— START MATERIAL PROVIDED —

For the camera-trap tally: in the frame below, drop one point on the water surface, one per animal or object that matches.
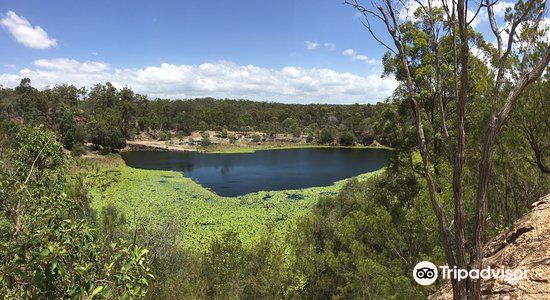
(242, 173)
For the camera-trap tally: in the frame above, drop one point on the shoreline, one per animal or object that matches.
(137, 145)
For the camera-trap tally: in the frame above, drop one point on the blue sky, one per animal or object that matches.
(290, 51)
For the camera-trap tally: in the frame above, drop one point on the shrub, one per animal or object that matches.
(328, 135)
(78, 149)
(205, 141)
(256, 138)
(347, 139)
(165, 135)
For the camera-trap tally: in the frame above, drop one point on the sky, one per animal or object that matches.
(291, 51)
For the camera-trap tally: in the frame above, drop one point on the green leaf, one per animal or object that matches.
(96, 291)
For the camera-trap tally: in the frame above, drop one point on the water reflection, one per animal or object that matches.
(242, 173)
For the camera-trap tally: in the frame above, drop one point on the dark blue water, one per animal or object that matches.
(243, 173)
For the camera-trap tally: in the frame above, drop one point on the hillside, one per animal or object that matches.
(525, 246)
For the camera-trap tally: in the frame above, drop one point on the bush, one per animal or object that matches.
(347, 139)
(256, 138)
(78, 149)
(328, 135)
(205, 141)
(165, 135)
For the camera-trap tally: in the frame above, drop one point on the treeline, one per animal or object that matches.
(107, 117)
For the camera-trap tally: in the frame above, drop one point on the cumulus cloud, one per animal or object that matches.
(353, 54)
(219, 79)
(329, 46)
(311, 45)
(25, 33)
(410, 7)
(500, 7)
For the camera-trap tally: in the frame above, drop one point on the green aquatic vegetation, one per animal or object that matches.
(153, 198)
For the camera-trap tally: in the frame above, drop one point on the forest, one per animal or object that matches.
(469, 135)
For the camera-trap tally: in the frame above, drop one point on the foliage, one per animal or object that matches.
(347, 139)
(328, 135)
(47, 249)
(165, 135)
(363, 242)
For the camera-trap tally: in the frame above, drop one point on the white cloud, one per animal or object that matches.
(330, 46)
(24, 33)
(219, 79)
(409, 8)
(500, 7)
(311, 45)
(353, 54)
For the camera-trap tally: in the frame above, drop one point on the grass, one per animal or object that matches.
(254, 148)
(153, 198)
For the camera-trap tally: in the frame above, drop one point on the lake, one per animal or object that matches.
(267, 170)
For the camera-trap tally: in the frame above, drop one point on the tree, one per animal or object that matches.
(47, 249)
(347, 138)
(328, 135)
(525, 56)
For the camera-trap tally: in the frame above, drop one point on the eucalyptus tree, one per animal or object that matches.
(519, 57)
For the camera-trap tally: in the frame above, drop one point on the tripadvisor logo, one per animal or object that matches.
(425, 273)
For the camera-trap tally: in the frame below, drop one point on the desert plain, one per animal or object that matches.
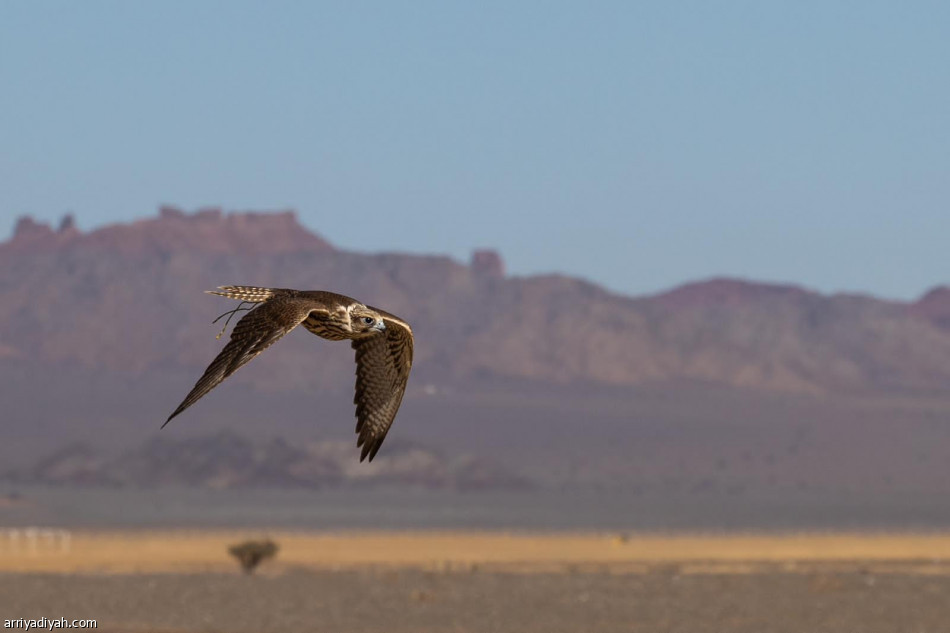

— END MATERIAL PROVIDED —

WHAT YOU SHOULD DO:
Can you gather and copy out every row above that contains the string "water"? Case counts.

PROBLEM SOLUTION:
For the camera-trap tally: in the frame below, drop one point on the water surface, one per animal or object that matches.
For the camera-trap tally: in the frame above, drop one point on the water reflection, one per animal or object that matches.
For the camera-trap tally: in the frame above, drop one point on the dark blue water, one per animal or object that matches.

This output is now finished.